Considérant ce qui suit :

1. Les requêtes de M. B...sont dirigées contre les mêmes décisions et ont fait l’objet d’une instruction commune. Il y a lieu de les joindre pour statuer par un seul jugement.

2. M.B..., caporal-chef de l’armée de terre affecté en dernier lieu au 3e régiment du matériel à Vayres (Gironde), a été radié des contrôles le 31 janvier 2016. Il a présenté une demande préalable le 27 décembre 2016 tendant au versement de sa solde et à la communication de son bulletin de solde du mois de septembre 2012. Cette demande ayant été implicitement rejetée, il a formé un recours devant la commission des recours des militaires le 27 avril 2017, également rejeté implicitement. Il doit être regardé comme demandant au tribunal de condamner l’Etat à lui verser la somme de 3 009,70 euros en réparation des préjudices causés par différentes erreurs commises dans la gestion de sa solde et d’annuler la décision refusant de lui communiquer son bulletin de solde du mois de septembre 2012.

Sur les conclusions à fin d’annulation de la décision refusant la communication de son bulletin de solde :

En ce qui concerne la fin de non-recevoir opposée en défense :

3. L’article L. 311-1 du code des relations entre le public et l’administration prévoit : « Sous réserve des dispositions des articles L. 311-5 et L. 311-6, les administrations mentionnées à l'article L. 300-2 sont tenues de publier en ligne ou de communiquer les documents administratifs qu'elles détiennent aux personnes qui en font la demande, dans les conditions prévues par le présent livre. » et l’article R. 343-1 de ce code que l'intéressé dispose d'un délai de deux mois à compter de la notification du refus ou de l'intervention d’une décision implicite de refus pour saisir la Commission d'accès aux documents administratifs.
········
> CONSIGNES:
a: D'après l'extrait, à quelle date M. B... a-t-il été radié des contrôles ?
b: Dans les enregistrements, recopiez chaque ligne en commençant par celle qui contient « Question: For every instance of the gold » et en vous arrêtant après celle qui contient « [(181, 215)] », mais décalez de -58 chaque coordonnée des listes entre crochets. Ne renvoyez que ces lignes.

[Enregistrements extraits]
········
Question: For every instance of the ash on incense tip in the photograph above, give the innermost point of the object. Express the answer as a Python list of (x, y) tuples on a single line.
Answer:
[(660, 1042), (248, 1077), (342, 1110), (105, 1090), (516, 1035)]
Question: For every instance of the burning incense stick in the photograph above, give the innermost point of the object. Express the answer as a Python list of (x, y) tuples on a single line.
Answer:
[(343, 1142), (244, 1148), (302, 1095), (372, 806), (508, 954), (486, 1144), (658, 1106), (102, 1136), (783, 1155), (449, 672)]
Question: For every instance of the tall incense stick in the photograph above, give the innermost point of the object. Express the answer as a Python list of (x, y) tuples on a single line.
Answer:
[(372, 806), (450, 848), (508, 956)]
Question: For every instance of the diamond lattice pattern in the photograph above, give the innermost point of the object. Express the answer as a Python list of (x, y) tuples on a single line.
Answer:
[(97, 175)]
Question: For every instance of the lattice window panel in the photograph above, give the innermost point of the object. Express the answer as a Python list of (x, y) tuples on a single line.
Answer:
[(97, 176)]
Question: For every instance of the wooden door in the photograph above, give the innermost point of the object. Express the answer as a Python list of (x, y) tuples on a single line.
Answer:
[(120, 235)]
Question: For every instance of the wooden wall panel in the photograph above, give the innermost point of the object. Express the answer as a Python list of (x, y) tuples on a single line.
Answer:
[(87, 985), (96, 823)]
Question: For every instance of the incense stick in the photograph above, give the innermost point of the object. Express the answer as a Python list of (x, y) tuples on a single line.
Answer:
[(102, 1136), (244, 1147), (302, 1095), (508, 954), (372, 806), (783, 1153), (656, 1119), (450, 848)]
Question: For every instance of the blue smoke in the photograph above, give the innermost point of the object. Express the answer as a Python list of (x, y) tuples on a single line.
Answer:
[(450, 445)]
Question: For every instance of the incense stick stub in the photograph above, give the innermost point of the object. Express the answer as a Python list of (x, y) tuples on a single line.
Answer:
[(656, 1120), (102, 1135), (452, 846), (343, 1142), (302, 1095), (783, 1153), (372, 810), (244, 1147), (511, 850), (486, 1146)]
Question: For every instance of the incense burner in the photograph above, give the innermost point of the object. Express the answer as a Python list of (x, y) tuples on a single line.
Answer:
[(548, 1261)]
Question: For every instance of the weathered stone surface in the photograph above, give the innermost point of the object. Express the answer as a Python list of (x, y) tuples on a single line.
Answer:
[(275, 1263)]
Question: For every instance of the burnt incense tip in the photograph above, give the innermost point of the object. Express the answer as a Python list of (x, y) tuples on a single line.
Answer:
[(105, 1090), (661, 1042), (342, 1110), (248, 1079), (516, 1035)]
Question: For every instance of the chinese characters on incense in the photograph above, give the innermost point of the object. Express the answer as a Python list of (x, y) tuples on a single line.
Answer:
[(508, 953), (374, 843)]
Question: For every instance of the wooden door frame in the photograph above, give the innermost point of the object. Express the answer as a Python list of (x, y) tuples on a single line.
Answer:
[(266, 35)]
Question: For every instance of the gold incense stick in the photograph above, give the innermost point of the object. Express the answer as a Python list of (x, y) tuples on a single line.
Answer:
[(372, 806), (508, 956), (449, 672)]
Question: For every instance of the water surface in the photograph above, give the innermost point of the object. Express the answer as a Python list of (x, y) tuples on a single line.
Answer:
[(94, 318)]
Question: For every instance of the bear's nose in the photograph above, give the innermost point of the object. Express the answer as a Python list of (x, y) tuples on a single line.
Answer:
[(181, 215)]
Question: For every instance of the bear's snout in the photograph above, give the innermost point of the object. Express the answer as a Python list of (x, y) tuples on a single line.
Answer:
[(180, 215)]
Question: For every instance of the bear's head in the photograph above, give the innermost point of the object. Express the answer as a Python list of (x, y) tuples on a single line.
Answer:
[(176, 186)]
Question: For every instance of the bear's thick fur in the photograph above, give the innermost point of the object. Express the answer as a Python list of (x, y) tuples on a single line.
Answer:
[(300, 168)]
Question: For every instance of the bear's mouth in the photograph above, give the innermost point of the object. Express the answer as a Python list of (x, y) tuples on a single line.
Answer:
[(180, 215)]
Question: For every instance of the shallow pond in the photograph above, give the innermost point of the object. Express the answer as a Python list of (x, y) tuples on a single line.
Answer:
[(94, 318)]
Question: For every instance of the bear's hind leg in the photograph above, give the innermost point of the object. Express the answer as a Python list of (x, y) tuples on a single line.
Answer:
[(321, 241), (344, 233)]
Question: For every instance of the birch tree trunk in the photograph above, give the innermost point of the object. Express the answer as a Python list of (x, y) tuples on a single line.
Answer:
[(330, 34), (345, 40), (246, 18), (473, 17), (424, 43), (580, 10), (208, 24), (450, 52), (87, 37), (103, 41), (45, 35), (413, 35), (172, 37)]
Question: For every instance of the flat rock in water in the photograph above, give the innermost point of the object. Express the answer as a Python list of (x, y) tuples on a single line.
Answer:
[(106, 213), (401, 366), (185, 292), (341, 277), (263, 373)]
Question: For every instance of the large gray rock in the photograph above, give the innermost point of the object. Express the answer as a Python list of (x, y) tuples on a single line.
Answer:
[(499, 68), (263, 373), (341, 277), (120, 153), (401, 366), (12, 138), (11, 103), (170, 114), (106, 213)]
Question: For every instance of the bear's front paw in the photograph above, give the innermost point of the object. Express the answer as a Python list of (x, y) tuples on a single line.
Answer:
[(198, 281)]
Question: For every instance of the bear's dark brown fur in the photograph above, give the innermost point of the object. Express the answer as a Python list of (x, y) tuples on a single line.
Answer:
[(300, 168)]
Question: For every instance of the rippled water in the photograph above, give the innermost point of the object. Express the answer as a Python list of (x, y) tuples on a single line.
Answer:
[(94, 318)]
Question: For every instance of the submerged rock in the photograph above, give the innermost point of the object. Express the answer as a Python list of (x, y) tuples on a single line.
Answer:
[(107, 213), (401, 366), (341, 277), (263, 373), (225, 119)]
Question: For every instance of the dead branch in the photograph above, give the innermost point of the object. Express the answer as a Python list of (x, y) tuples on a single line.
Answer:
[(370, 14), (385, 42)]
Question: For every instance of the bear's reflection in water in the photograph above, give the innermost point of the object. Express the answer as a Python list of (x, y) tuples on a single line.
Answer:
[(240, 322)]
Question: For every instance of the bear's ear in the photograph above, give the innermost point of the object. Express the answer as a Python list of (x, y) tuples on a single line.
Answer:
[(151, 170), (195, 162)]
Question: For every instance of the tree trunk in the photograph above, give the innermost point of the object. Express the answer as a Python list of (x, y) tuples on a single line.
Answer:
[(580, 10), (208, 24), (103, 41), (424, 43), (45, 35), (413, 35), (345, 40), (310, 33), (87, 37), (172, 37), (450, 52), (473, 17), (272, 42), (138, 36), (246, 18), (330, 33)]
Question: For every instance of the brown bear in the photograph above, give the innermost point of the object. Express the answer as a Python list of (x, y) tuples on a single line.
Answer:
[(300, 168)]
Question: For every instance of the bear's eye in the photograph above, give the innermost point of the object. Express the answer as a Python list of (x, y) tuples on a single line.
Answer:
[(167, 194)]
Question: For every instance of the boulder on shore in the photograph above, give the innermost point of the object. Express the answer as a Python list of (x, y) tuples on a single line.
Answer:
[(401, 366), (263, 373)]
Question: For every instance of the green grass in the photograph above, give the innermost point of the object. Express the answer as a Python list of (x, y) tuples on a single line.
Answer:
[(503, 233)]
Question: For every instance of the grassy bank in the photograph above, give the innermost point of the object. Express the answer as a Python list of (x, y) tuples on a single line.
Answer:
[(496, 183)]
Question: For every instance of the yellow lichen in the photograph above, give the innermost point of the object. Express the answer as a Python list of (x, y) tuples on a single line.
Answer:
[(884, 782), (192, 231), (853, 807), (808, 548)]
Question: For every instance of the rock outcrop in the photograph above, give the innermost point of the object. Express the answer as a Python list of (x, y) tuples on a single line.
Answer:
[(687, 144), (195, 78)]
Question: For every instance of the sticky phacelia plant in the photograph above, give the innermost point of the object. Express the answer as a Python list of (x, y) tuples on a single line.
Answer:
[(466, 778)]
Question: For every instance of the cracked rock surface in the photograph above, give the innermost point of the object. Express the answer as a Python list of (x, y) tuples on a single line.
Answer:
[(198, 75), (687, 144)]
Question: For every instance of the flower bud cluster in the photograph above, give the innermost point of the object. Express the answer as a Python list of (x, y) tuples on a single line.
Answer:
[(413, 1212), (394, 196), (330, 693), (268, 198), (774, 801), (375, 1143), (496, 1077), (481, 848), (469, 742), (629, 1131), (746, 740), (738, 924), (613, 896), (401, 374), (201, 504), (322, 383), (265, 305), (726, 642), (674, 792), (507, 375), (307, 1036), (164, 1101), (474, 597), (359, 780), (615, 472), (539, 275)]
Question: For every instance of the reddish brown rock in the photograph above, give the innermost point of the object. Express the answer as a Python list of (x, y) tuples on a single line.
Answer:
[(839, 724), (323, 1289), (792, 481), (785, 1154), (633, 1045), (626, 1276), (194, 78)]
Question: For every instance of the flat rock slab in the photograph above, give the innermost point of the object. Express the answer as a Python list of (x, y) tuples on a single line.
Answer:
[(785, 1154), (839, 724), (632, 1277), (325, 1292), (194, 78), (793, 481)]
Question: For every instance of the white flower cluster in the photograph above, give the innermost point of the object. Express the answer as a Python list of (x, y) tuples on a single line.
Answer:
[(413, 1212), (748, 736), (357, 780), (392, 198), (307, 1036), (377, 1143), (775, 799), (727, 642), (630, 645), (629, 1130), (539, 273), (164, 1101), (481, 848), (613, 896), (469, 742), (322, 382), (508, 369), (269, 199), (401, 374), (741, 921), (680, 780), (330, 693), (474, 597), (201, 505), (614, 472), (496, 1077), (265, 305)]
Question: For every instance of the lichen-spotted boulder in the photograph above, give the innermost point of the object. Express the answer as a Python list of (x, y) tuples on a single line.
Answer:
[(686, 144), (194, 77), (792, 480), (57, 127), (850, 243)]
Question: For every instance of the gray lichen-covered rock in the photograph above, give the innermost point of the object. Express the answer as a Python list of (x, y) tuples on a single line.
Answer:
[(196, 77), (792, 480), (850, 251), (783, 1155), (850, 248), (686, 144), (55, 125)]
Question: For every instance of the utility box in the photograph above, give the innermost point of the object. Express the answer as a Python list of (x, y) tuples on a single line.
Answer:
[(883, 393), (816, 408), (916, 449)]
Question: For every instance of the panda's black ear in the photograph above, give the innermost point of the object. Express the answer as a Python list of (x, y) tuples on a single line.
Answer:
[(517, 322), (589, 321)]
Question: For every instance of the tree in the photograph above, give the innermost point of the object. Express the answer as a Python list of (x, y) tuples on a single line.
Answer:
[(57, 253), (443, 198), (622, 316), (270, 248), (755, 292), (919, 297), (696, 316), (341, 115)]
········
> RÉPONSES PAR TÂCHE:
a: Le 31 janvier 2016.

b:
Question: For every instance of the gold incense stick in the photograph above, give the innermost point of the object. Express the answer as a Python list of (x, y) tuples on a single line.
Answer:
[(314, 748), (450, 898), (391, 614)]
Question: For every instance of the water surface in the photograph above, give the innermost point of the object. Express the answer as a Python list of (x, y) tuples on a single line.
Answer:
[(36, 260)]
Question: For every instance of the bear's nose in the photograph above, give the innermost point of the object. Express the answer as a Python list of (x, y) tuples on a single line.
Answer:
[(123, 157)]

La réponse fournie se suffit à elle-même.